Transcribe only the stretch of lines that opens with the line containing "Could you kindly annotate the dark foreground" and closes with the last line of the listing, skipping pictures.

**SUPPLIED DATA**.

- - - - -

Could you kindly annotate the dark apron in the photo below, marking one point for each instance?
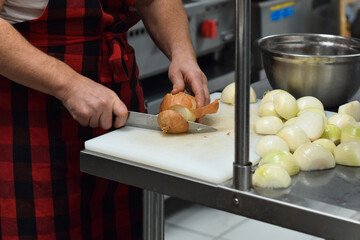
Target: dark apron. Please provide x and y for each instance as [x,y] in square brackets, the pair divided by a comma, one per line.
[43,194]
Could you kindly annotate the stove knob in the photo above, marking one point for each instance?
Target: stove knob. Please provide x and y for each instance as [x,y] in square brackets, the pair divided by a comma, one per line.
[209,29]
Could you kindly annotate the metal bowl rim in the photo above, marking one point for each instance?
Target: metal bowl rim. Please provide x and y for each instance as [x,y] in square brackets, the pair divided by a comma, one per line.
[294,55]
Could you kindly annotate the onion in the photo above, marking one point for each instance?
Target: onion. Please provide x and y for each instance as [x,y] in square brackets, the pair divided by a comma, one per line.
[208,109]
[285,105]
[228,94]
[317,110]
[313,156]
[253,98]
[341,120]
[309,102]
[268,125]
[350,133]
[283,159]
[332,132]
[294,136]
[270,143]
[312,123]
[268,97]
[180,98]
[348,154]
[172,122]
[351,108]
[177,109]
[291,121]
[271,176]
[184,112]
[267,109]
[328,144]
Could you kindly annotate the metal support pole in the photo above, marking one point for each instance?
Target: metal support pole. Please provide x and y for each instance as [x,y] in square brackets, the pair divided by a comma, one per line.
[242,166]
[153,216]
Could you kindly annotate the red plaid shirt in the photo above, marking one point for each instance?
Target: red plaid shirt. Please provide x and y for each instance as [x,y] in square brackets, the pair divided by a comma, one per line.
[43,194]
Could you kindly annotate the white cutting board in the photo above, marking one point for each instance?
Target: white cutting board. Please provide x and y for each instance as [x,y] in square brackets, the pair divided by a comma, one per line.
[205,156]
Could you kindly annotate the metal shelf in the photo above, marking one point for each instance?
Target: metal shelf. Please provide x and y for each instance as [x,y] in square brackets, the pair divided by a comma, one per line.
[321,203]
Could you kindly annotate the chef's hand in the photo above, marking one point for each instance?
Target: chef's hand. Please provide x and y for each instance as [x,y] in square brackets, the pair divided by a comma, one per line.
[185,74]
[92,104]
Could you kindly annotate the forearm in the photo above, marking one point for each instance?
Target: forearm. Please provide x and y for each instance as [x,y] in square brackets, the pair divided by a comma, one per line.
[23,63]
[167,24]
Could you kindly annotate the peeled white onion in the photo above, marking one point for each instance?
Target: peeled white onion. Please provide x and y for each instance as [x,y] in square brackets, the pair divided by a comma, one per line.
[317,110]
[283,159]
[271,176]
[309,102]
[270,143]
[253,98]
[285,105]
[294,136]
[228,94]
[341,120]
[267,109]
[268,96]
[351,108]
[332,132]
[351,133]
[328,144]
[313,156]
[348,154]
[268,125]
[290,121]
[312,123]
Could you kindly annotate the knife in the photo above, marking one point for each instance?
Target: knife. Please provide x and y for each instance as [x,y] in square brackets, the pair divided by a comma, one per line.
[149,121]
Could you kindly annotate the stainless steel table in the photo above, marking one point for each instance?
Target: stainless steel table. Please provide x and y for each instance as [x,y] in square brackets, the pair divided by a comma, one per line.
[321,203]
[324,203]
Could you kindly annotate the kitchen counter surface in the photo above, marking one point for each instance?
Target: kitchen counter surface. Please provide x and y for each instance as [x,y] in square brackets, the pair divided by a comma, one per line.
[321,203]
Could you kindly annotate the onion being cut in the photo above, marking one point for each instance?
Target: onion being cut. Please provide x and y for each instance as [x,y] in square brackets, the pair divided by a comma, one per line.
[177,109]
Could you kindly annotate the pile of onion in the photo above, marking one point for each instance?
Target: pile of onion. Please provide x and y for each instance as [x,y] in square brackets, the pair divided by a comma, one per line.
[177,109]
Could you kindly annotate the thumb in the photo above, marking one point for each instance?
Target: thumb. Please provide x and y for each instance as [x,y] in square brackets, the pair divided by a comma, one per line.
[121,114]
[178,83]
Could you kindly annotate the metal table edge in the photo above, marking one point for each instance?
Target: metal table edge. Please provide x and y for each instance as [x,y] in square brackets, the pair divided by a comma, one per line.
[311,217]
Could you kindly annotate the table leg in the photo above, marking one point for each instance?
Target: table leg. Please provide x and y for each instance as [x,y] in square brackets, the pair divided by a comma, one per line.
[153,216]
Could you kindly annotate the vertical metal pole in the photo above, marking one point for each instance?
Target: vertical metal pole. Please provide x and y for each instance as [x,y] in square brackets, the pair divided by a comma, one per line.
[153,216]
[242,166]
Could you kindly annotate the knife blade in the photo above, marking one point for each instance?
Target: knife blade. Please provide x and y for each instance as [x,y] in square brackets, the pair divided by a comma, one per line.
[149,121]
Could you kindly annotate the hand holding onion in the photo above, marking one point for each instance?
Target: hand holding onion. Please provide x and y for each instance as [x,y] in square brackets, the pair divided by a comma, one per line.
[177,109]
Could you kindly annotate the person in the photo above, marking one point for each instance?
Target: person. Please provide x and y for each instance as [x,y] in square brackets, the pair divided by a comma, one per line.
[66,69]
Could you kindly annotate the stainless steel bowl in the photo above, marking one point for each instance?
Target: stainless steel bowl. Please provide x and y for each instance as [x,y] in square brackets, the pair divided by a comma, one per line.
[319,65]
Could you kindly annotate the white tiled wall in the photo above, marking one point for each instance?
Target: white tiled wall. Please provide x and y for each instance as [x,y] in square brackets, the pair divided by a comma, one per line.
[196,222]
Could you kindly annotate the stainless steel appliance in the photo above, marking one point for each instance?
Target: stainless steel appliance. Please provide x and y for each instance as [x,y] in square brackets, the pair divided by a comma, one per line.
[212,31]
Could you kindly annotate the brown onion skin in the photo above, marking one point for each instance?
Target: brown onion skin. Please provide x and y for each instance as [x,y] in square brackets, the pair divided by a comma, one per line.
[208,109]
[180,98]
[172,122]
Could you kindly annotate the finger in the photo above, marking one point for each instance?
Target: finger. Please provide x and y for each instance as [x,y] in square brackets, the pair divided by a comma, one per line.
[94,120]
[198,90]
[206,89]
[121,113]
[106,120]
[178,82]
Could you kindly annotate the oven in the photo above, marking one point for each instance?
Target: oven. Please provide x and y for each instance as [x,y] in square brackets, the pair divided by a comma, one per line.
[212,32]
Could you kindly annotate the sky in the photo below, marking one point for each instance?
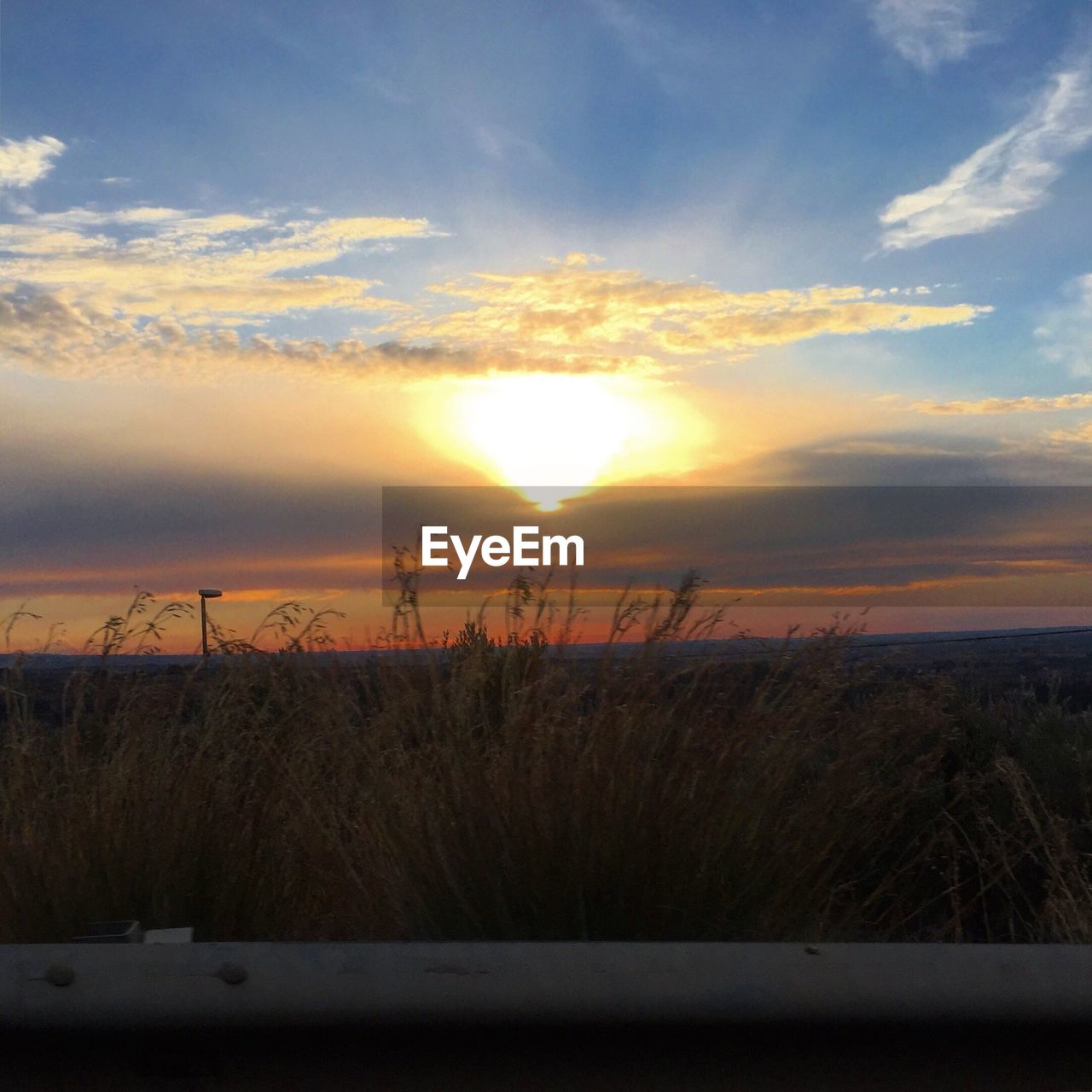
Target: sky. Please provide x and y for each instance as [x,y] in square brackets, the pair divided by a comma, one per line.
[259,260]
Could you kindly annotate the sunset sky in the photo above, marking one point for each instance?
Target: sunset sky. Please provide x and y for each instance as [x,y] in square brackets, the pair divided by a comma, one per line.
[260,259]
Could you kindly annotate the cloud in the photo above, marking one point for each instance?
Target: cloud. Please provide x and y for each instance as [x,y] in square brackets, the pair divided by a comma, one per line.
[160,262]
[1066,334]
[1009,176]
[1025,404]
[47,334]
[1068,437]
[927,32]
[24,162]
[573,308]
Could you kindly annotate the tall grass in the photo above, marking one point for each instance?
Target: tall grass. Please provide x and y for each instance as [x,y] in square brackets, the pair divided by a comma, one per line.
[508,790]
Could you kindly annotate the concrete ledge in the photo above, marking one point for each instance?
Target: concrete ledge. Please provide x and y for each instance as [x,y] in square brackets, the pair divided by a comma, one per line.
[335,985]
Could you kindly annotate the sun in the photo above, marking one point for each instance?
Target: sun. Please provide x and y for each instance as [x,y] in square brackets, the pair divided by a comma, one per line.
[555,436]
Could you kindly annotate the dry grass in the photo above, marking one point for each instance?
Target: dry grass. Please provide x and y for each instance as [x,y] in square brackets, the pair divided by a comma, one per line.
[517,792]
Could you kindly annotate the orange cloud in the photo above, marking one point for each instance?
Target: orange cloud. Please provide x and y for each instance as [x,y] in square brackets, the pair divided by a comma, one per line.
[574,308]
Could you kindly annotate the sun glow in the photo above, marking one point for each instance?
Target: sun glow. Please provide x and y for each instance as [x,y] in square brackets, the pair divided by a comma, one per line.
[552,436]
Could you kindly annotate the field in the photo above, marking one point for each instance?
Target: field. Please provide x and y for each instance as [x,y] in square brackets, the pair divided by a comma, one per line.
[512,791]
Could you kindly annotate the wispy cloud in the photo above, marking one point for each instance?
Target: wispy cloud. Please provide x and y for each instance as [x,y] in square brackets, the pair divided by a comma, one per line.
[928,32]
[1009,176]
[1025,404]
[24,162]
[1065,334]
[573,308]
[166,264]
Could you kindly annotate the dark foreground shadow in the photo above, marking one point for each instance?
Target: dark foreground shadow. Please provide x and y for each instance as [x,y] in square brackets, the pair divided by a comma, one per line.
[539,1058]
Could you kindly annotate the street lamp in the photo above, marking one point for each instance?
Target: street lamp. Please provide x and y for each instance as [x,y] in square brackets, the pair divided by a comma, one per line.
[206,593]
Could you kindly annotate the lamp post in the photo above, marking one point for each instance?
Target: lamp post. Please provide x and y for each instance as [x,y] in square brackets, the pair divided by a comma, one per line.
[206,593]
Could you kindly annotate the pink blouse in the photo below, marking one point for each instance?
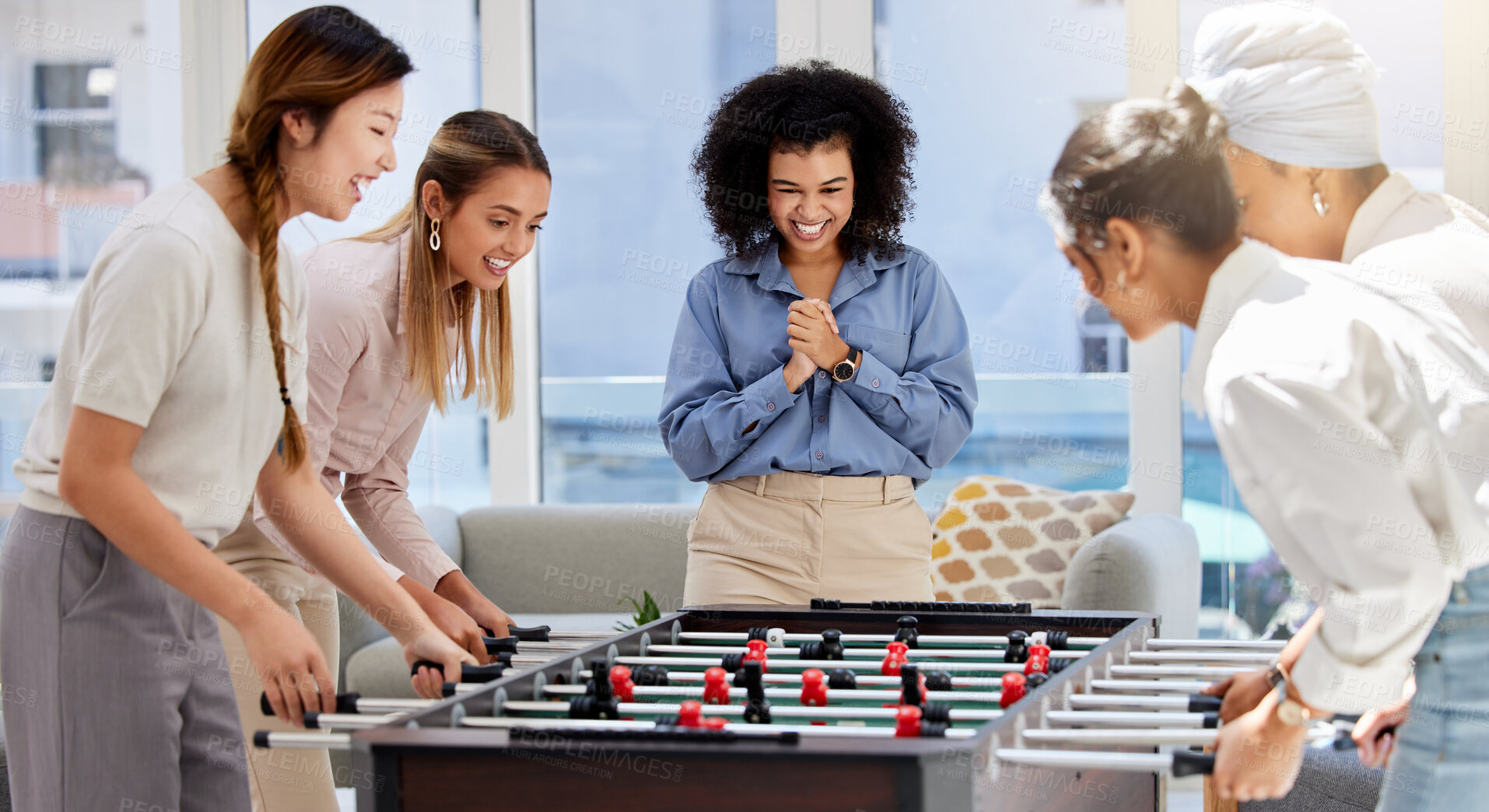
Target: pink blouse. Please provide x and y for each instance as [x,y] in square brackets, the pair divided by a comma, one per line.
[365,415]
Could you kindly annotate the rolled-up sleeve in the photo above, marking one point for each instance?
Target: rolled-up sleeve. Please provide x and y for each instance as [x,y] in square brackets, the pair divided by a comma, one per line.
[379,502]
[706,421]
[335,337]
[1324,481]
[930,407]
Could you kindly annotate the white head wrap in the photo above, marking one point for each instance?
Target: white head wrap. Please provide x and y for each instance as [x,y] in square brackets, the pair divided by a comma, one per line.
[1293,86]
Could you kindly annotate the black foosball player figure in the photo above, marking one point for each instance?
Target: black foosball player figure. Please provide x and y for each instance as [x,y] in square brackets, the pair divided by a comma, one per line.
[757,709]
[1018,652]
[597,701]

- - - - -

**THE COMPLETED TASK**.
Could you kindly annotate the dark foreground shadow in the photo above, marking one point for each instance?
Target: dark foreground shadow. Please provide x and y for each instance as [x,y] in square brackets, the pair divided by a comma, one per line.
[539,1058]
Could you kindly annotate the street lamp in the photo above, marking one point for each instance?
Target: street lamp. Please provide x and y for each instance as [x,y] in square brackets, the pair divided by a comma, one per line.
[206,593]
Could you kindly annotate the lamp post in the photo above, marking one point for each instance?
Target: lamp post. Please provide x and y for each instance as [x,y] in square brackets, the pair divided by a comma, one per line.
[206,593]
Could you kindly annotate the pink blouse in the photo below, marking one point for each instance?
Target: pink blouse. Please provide x and y for each instance as [x,y] in square brackets, the pair divided by a comma, one per line.
[365,415]
Could you kindly annotate the rolled-up sleeve in the photo above, marking one point for each instance?
Target: rolled-up sleeve. Please provide x and y for each instance as [x,y] in square brackets, the pair divided by a comma, one per line.
[379,502]
[706,421]
[335,337]
[1324,481]
[930,407]
Could you kindly annotate the white head wrap in the photo above, marking one point for each instance?
Target: white head wrap. Please provide x and y for each instance as [x,y] in square brackets, the pair divided by a comma, one per line.
[1293,86]
Could you kindly annotate the black foosball player figure in the photo above, marking one point for each instance?
Target: black foosball player figure. Please provide x and y for each instance as [x,y] in square brackets, the pair divided by a comma, one per line.
[757,709]
[1018,652]
[597,701]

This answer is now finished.